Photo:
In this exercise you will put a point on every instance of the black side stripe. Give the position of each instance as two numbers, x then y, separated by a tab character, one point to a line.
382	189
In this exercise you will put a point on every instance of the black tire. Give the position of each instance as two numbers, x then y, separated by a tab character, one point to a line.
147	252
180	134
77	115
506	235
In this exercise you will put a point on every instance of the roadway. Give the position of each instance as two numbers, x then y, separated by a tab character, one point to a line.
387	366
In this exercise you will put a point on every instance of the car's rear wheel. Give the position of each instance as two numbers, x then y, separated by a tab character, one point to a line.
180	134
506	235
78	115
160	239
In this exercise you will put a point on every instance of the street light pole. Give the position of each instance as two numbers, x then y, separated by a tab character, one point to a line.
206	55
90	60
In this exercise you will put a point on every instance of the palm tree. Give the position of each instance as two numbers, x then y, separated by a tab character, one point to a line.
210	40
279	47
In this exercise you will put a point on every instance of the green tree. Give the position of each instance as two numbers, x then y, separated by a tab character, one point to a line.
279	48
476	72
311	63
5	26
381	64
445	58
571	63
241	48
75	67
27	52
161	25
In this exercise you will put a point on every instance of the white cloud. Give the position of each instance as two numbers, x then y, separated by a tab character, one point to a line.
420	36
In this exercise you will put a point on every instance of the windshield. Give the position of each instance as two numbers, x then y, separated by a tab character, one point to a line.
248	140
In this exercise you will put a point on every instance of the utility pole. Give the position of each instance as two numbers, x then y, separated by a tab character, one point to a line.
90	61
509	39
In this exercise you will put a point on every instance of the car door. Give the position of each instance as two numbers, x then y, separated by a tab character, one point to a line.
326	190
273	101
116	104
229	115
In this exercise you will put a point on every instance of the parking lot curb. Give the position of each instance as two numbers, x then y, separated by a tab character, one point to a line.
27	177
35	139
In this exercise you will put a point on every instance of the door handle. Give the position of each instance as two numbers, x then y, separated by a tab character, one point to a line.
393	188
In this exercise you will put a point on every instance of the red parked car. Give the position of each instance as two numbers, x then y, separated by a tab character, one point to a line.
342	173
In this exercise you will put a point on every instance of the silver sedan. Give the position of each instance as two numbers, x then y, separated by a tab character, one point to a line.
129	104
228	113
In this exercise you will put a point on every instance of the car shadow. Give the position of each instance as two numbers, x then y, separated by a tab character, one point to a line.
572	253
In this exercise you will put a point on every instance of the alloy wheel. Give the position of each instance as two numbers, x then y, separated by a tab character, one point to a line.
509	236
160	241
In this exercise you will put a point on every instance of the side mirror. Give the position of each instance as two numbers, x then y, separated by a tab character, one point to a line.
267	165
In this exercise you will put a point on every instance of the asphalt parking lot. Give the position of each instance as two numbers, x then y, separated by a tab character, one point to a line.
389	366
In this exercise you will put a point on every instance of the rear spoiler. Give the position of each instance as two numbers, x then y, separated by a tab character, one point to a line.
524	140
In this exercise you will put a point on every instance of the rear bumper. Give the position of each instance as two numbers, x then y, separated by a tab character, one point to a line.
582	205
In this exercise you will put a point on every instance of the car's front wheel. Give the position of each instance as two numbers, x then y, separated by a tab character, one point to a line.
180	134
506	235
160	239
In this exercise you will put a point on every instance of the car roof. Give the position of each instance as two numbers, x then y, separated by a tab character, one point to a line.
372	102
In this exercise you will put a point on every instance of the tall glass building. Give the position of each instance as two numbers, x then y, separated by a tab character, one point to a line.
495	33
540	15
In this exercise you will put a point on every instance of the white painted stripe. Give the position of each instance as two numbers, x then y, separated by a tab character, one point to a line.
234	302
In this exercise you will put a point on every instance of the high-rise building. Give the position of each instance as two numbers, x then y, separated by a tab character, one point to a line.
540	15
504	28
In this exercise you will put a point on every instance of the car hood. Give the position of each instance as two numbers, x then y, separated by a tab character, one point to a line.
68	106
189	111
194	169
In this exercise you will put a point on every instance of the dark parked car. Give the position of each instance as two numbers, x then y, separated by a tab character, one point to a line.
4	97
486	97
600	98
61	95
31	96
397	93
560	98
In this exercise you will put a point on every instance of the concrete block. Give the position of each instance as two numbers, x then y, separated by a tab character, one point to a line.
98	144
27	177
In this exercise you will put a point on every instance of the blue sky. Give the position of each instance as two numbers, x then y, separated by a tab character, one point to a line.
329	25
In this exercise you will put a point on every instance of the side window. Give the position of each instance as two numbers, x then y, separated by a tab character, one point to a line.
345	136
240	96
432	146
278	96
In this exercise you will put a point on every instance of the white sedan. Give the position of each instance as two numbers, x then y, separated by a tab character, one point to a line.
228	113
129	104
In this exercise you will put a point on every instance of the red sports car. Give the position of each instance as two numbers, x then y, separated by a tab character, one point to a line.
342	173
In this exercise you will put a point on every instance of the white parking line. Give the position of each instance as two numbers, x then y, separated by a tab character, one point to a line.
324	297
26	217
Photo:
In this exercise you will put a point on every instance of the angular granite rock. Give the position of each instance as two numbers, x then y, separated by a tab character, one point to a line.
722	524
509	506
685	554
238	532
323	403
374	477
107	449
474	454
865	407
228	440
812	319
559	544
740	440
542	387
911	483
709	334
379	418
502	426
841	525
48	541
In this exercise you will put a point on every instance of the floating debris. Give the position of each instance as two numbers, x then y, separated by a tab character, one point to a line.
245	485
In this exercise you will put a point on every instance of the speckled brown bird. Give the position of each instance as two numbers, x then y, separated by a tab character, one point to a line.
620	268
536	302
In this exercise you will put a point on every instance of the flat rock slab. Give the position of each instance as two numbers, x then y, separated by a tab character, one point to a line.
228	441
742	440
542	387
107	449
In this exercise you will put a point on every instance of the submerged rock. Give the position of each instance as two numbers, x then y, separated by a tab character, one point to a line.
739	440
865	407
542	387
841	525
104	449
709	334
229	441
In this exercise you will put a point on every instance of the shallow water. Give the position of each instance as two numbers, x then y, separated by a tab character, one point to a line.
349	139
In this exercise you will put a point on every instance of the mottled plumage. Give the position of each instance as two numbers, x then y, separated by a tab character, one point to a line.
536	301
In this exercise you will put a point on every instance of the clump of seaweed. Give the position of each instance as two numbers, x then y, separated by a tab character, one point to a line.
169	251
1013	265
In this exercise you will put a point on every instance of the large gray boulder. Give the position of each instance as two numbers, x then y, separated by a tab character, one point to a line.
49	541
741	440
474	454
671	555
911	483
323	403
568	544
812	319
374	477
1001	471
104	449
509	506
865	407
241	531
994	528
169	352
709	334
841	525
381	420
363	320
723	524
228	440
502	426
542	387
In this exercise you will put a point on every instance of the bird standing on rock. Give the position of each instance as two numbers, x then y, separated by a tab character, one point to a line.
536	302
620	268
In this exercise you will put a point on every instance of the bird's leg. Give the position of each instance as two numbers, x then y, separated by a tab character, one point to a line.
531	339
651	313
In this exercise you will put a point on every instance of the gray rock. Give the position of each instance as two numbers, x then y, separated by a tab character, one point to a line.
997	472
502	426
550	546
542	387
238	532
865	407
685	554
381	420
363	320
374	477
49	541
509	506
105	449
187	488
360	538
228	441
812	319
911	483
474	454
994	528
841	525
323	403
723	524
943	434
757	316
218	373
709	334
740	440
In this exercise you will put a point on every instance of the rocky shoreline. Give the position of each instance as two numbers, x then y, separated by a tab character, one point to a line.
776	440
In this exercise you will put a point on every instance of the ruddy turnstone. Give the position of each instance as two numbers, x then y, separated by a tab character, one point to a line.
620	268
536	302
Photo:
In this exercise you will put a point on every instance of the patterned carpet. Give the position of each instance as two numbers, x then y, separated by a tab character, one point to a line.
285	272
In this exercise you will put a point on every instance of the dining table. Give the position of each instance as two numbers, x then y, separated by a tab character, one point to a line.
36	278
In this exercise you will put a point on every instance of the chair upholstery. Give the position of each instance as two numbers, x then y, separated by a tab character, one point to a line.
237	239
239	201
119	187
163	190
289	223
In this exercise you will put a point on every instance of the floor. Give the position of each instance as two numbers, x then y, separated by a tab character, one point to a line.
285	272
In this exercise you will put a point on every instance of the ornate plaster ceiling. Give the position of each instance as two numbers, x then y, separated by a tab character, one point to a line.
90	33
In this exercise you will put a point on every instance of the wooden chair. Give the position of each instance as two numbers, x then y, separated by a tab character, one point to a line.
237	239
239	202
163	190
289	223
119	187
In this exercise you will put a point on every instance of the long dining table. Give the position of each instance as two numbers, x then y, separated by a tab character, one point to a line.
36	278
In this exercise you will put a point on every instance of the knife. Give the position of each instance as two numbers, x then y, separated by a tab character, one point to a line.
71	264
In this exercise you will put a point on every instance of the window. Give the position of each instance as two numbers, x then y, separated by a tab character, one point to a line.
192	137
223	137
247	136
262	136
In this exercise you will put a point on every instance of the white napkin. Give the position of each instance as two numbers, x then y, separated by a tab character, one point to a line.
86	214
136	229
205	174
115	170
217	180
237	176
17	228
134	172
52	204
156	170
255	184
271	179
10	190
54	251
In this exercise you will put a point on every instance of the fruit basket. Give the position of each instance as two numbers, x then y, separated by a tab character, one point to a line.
##########
• PROBLEM DESCRIPTION
In the listing above, find the line with "of the floor." and set down that line and all after it exactly, through the final line.

• PROBLEM SOLUTION
In this exercise you will put a point on every instance of the floor. Give the position of each instance as two numbers, x then y, separated by a tab character, one point to a line.
285	272
In this exercise you will put a point on every instance of the ornate plaster ceiling. Give the position of each instance as two numbers, x then y, separated by a tab character, one point to a line.
90	33
In this exercise you will put a point on every instance of the wooden chair. Give the position of each instance as two numbers, x then y, separated by a tab character, one point to a line.
237	239
239	202
163	190
289	223
119	187
In this exercise you will put a point on every instance of the long dining table. Give the position of each instance as two numbers, x then y, separated by a tab character, one point to a line.
36	278
In this exercise you will put a point on every instance of the knife. Give the position of each instance as two numbers, x then y, separated by a tab character, one point to a line.
71	264
In this exercise you will put a point on every instance of the window. Give the position of each instance as two numbers, x then y, separated by a tab character, one point to a line.
192	137
223	137
247	136
262	136
In this exercise you will put a point on every instance of the white napkin. Give the position of each instance as two numbers, x then y, separated by a tab character, one point to a line.
86	214
136	229
205	174
115	170
217	180
237	176
17	228
134	172
52	204
156	170
255	184
271	179
10	190
54	251
In this exercise you will put a point on every instance of the fruit basket. Give the position of each instance as two numbers, x then y, separated by a tab character, one point to a line.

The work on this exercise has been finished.